Dlatego nie wstydzę przyznać się, że ja (pomimo całej udokumentowanej wiedzy o nim!) również miałam wątpliwości, aż do samej rozprawy sądowej czyli mniej więcej do strony 260. Wtedy też, wzorem jednej z gapowiczek, próbującej dostać się na salę sądową, powiedziałam – Chcę zobaczyć Jacky’ego. (…) Choć raz go zobaczyć. Rzuciłam się do Internetu, by ujrzeć niepozornego mężczyznę, o niskim wzroście i filigranowym wyglądzie (taki chłopiec do koniecznego zaopiekowania się nim), jak opisywali go świadkowie. Wtedy skojarzyłam go z wizerunkiem na okładce (a myślałam, że to wybujała fantazja grafika!), prezentującym swój słynny tatuaż, wbijający go w poczucie dumy, a jedną z prostytutek w stan przerażenia, każący jej natychmiast się ubrać i uciekać. Tak się dziewczyna wystraszyła!

Surowe dane:
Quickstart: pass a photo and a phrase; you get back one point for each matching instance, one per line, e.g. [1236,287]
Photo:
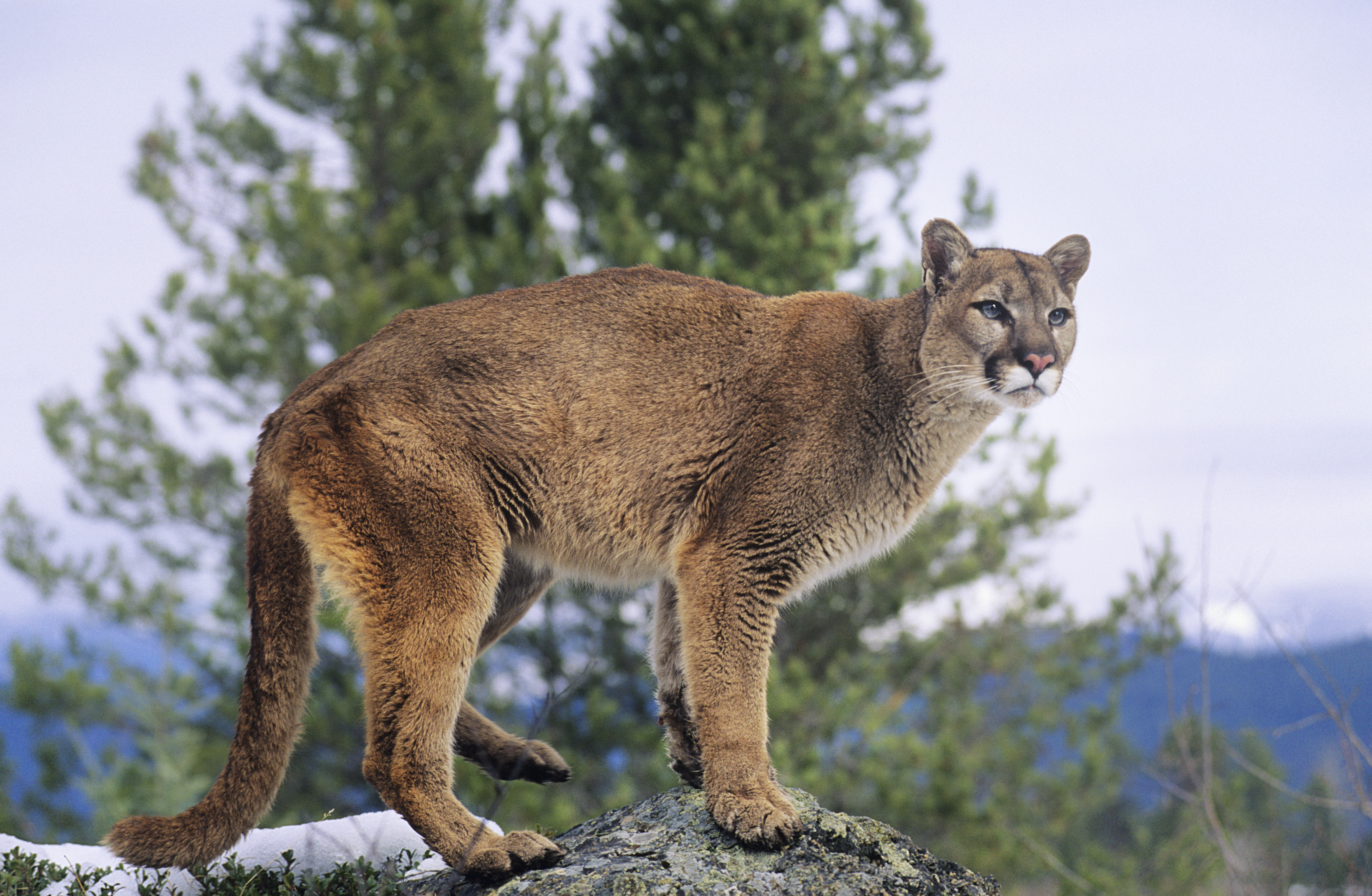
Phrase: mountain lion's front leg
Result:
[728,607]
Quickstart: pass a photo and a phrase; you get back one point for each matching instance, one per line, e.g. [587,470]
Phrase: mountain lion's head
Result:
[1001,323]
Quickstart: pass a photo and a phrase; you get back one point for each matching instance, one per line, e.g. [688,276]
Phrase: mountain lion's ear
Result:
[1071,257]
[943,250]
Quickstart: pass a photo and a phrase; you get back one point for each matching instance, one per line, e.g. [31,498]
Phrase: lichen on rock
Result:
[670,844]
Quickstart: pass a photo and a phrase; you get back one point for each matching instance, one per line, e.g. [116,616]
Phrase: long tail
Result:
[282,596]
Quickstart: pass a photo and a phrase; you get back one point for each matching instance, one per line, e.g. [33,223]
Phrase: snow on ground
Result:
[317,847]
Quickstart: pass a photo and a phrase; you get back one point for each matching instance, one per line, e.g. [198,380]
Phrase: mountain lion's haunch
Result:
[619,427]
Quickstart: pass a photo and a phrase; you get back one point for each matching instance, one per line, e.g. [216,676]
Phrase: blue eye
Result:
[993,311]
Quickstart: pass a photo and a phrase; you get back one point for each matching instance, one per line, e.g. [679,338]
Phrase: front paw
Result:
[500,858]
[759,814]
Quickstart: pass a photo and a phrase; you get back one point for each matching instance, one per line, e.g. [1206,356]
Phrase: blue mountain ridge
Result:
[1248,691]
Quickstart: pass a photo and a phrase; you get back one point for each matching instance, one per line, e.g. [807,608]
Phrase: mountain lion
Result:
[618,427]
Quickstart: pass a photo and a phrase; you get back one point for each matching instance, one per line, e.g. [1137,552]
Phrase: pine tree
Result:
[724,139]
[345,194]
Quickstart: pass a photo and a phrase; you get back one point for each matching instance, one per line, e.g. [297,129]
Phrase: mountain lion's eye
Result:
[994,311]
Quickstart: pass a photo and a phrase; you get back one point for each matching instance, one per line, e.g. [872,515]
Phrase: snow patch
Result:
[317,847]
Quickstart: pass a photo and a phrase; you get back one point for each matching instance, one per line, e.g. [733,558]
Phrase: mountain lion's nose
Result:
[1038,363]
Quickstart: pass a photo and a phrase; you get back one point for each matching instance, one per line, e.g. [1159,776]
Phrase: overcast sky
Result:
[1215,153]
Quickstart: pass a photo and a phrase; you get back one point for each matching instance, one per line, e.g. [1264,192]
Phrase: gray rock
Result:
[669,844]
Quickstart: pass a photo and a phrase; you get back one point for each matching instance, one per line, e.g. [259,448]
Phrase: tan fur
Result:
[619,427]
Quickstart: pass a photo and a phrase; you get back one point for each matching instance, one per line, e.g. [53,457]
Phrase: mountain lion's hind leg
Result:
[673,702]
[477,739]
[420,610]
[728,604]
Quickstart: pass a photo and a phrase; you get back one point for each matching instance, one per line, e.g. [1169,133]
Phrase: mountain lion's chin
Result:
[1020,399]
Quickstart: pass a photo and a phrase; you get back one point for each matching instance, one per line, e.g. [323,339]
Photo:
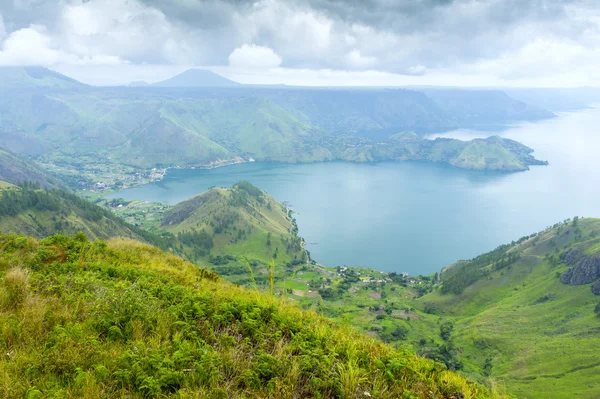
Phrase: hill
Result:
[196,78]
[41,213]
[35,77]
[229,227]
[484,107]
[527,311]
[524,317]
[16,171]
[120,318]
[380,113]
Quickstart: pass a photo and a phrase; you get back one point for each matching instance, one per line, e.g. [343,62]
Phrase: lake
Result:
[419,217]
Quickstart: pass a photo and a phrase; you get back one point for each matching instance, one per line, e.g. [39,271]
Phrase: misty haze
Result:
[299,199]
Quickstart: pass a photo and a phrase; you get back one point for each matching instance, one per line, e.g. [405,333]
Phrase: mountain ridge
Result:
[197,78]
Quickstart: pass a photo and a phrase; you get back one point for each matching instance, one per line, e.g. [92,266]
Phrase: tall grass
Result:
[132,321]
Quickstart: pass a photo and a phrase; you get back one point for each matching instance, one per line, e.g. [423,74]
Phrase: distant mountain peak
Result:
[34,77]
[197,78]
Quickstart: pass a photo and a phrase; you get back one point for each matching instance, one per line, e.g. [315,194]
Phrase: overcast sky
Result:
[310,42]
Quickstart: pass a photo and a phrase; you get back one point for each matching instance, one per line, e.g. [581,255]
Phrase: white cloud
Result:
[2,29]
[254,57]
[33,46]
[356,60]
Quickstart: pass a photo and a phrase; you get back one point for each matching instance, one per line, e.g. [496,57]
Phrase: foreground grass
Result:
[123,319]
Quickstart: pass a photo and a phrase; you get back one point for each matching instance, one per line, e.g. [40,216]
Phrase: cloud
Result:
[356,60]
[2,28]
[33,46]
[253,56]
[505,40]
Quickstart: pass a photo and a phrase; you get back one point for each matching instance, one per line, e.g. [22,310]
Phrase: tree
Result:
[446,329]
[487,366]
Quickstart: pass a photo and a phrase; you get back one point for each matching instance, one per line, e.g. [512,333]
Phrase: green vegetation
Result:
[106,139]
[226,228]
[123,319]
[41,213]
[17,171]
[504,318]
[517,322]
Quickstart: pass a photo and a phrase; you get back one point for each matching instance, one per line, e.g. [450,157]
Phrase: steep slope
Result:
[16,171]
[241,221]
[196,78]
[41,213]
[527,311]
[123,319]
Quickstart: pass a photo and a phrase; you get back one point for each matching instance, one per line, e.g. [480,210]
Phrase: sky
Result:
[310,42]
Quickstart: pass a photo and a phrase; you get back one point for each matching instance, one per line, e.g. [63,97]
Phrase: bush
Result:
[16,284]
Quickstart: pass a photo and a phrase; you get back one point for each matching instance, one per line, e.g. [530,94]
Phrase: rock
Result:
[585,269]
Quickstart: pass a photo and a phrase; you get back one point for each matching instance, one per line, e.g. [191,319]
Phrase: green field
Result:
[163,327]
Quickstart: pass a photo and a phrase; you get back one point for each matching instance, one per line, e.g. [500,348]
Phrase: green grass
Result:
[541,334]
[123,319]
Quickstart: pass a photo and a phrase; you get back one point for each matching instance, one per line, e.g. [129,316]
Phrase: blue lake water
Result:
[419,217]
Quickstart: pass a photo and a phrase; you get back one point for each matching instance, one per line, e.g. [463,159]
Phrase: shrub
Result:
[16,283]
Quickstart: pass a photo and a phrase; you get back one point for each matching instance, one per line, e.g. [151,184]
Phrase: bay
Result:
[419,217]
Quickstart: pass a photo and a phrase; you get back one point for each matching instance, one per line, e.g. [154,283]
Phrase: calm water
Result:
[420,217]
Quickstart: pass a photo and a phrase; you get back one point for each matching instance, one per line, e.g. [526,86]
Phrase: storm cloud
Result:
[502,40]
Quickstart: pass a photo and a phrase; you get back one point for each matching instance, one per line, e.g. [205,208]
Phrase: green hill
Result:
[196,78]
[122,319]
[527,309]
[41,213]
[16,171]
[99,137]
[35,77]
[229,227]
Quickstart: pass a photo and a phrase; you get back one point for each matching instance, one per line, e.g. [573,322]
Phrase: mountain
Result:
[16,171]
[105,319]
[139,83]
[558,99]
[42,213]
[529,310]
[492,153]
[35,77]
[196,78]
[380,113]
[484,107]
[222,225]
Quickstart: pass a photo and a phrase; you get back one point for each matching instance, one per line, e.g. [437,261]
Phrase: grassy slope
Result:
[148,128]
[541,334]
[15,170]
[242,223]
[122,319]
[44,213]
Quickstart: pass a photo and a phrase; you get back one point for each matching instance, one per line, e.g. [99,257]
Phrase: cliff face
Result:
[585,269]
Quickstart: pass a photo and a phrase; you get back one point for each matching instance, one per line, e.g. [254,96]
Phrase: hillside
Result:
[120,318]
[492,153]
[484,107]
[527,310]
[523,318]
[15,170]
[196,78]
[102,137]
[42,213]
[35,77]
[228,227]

* * *

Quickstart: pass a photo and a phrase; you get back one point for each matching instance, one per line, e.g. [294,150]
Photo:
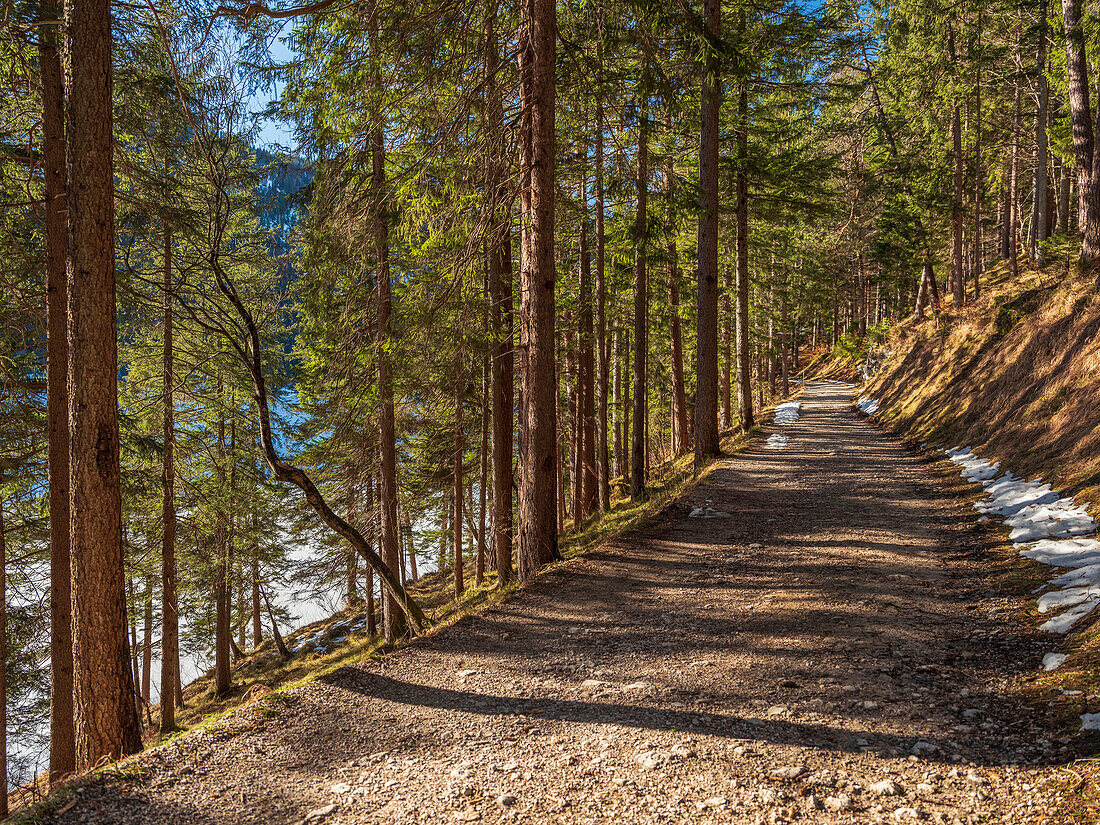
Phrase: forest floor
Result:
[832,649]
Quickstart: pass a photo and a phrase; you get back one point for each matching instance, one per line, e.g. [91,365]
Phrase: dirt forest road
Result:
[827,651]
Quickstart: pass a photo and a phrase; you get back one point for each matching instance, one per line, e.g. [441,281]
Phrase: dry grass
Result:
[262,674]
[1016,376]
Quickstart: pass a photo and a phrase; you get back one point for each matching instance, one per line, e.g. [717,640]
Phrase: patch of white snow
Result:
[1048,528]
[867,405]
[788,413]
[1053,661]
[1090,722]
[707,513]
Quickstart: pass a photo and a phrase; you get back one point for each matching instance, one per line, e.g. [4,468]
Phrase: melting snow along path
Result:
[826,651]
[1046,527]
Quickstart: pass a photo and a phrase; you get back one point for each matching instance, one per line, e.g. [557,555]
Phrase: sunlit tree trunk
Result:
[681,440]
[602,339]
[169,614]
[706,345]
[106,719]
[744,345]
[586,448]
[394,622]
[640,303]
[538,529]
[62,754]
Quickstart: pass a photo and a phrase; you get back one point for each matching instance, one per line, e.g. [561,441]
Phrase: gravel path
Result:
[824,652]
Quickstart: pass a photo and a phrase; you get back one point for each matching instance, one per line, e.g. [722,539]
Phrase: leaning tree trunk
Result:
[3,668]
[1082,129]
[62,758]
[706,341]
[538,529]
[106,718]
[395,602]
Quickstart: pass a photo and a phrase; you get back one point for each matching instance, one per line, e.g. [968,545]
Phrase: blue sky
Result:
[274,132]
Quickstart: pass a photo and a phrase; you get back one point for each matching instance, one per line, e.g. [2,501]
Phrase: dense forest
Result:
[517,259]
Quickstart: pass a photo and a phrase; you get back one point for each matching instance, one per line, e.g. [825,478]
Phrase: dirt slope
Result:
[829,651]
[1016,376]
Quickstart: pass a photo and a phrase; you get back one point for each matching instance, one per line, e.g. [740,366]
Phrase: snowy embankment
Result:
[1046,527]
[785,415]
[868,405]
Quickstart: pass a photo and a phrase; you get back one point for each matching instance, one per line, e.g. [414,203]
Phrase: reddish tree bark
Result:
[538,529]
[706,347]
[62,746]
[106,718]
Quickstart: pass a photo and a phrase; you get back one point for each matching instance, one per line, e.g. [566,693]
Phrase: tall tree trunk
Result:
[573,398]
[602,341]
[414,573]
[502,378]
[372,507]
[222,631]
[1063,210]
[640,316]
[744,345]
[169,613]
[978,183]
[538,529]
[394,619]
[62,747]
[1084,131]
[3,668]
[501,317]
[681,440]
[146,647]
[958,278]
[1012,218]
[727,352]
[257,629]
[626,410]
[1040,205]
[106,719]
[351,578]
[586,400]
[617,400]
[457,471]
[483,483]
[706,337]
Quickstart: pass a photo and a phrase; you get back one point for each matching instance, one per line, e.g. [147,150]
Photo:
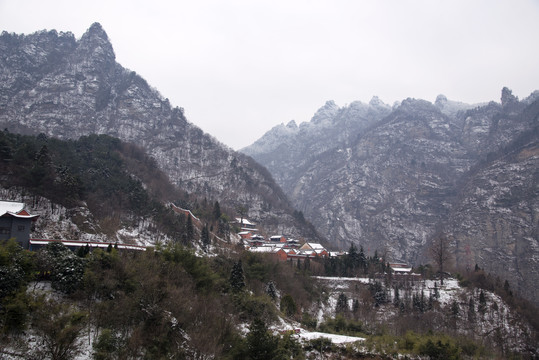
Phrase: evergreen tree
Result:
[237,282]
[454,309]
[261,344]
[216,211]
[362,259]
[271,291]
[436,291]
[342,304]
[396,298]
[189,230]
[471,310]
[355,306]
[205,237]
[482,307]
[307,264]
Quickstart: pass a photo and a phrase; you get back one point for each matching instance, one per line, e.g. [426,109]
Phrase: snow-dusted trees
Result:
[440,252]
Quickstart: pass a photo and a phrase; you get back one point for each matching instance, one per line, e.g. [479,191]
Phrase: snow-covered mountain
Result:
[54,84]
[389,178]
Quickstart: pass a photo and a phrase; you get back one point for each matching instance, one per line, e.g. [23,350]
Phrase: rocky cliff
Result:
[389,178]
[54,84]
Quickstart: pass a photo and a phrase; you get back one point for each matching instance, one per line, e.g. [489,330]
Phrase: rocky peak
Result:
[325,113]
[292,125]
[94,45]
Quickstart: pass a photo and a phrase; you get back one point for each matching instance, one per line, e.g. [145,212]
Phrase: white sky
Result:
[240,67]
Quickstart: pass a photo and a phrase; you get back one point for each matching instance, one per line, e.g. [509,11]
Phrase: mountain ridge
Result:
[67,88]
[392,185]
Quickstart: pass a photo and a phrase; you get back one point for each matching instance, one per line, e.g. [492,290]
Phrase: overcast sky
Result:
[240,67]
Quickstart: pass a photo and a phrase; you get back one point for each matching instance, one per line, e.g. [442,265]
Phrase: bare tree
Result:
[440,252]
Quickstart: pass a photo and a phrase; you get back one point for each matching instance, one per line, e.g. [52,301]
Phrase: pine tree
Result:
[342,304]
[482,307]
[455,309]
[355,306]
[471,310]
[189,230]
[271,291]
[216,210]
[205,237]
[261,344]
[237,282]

Polecenia:
(a) Odpowiedz krótko na trzy pytania do fragmentu tekstu:
(i) Do której mniej więcej strony autorka miała wątpliwości?
(ii) Jak świadkowie opisywali Jacky'ego?
(iii) Do czego przerażenie wywołane tatuażem skłoniło jedną z prostytutek?
(b) Wymień wszystkie osoby i grupy osób, o których wspomina fragment tekstu, z wyjątkiem Jacky'ego i samej autorki.

Rozwiązania:
(a)
(i) Mniej więcej do strony 260, czyli aż do samej rozprawy sądowej.
(ii) Jako niepozornego mężczyznę o niskim wzroście i filigranowym wyglądzie.
(iii) Do tego, żeby natychmiast się ubrać i uciekać.

(b)
- jedna z gapowiczek
- świadkowie
- grafik
- jedna z prostytutek